> **PROBLEM DETAILS**
Can you extract every line of the listing below that contains the string "sample"?

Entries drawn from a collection
'''

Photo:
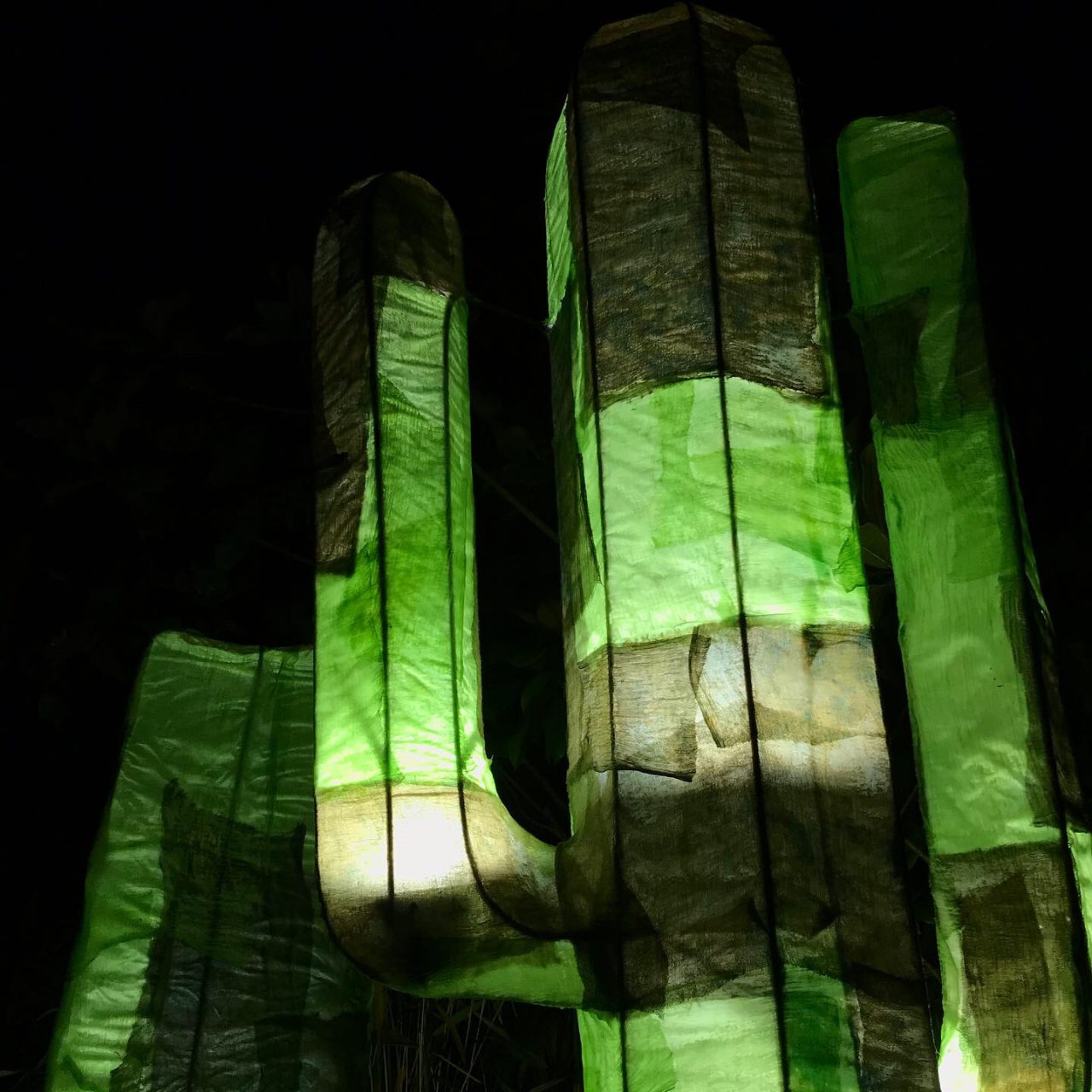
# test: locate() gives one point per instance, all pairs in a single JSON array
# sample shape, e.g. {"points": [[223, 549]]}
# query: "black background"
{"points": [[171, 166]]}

'''
'''

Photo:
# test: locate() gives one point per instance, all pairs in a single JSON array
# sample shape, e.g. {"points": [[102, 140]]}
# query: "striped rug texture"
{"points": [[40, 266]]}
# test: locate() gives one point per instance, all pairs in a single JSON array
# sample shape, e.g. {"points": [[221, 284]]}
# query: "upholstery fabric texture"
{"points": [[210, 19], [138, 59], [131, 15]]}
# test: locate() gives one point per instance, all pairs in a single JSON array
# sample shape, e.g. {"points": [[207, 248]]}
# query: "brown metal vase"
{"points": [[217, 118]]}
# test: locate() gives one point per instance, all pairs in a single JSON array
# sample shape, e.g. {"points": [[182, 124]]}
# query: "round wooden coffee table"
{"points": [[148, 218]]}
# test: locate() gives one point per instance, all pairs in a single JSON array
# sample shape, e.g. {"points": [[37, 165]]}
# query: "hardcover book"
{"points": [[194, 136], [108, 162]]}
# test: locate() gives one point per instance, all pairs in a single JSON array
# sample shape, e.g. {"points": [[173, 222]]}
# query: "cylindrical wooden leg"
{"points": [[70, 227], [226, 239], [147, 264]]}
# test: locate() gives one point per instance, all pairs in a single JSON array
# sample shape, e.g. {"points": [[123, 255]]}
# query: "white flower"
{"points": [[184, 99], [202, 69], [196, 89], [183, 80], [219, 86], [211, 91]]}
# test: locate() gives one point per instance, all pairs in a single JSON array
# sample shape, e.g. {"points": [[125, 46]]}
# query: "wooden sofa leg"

'''

> **COMPLETED TASK**
# sample shape, e.g. {"points": [[223, 549]]}
# sample shape, e.g. {"points": [[102, 140]]}
# sample shape, e.g. {"points": [[221, 284]]}
# sample shape, e.g. {"points": [[207, 248]]}
# sample shape, e.g. {"points": [[182, 124]]}
# sample shape, e.g. {"points": [[37, 165]]}
# sample shape, e.g. {"points": [[173, 222]]}
# sample shape, e.g. {"points": [[123, 255]]}
# sample shape, e.g. {"points": [[125, 46]]}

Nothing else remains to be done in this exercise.